● Excerpt:
______________________________

Budget 2012 summary - Key points for small businesses

By: Tom Whitney

Date: 21 March 2012

The Chancellor announced a raft of measures affecting small firms in the 2012 Budget, which he said “unashamedly backed business” so that firms could “innovate and be the best”.

Key points for small businesses at a glance are:

Enterprise and finance summary for the 2012 Budget

  • National Loan Guarantee scheme launched offering £20 billion guaranteed bank finance
  • The Enterprise Finance Guarantee scheme is to be expanded
  • UK export finance support is to be expanded
  • Detail of the Government’s national infrastructure plans — road, railway and air development initiatives — will be published this summer
  • £70 million development fund launched to attract new businesses and jobs in London
  • Government support for £150 million of tax increment financing, from 2013-14, to help local authorities promote local development
  • Enterprise Zones offering enhanced capital allowances for start-ups in the London Royal Docks Enterprise Zone, three Scottish Enterprise Zones in Irvine, Nigg and Dundee, and Deeside in North Wales
  • A Green Investment Bank to open next month
  • The Government is considering introducing Enterprise Loans to provide funds to young start-ups

Red tape cuts featured in the Budget

  • The previous Government’s carbon reduction commitment is overly bureaucratic and is therefore under review. If red tape can’t be cut, it will be replaced with a new scheme in the autumn
  • Details of the overhaul of planning regulations to be announced next week — planning regulations will be cut from 1,000 pages to 50 pages in the “biggest reduction in business red tape ever undertaken”

______________________________

● Task statement:
Could you repeat the 2012 Budget summary for small businesses word for word, from start to finish? Nothing in the lines that come next is needed here.

● Data extract:
______________________________

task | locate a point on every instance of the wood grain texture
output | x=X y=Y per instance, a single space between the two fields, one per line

______________________________

● Task result:
Budget 2012 summary - Key points for small businesses

By: Tom Whitney

Date: 21 March 2012

The Chancellor announced a raft of measures affecting small firms in the 2012 Budget, which he said “unashamedly backed business” so that firms could “innovate and be the best”.

Key points for small businesses at a glance are:

Enterprise and finance summary for the 2012 Budget

  • National Loan Guarantee scheme launched offering £20 billion guaranteed bank finance
  • The Enterprise Finance Guarantee scheme is to be expanded
  • UK export finance support is to be expanded
  • Detail of the Government’s national infrastructure plans — road, railway and air development initiatives — will be published this summer
  • £70 million development fund launched to attract new businesses and jobs in London
  • Government support for £150 million of tax increment financing, from 2013-14, to help local authorities promote local development
  • Enterprise Zones offering enhanced capital allowances for start-ups in the London Royal Docks Enterprise Zone, three Scottish Enterprise Zones in Irvine, Nigg and Dundee, and Deeside in North Wales
  • A Green Investment Bank to open next month
  • The Government is considering introducing Enterprise Loans to provide funds to young start-ups

Red tape cuts featured in the Budget

  • The previous Government’s carbon reduction commitment is overly bureaucratic and is therefore under review. If red tape can’t be cut, it will be replaced with a new scheme in the autumn
  • Details of the overhaul of planning regulations to be announced next week — planning regulations will be cut from 1,000 pages to 50 pages in the “biggest reduction in business red tape ever undertaken”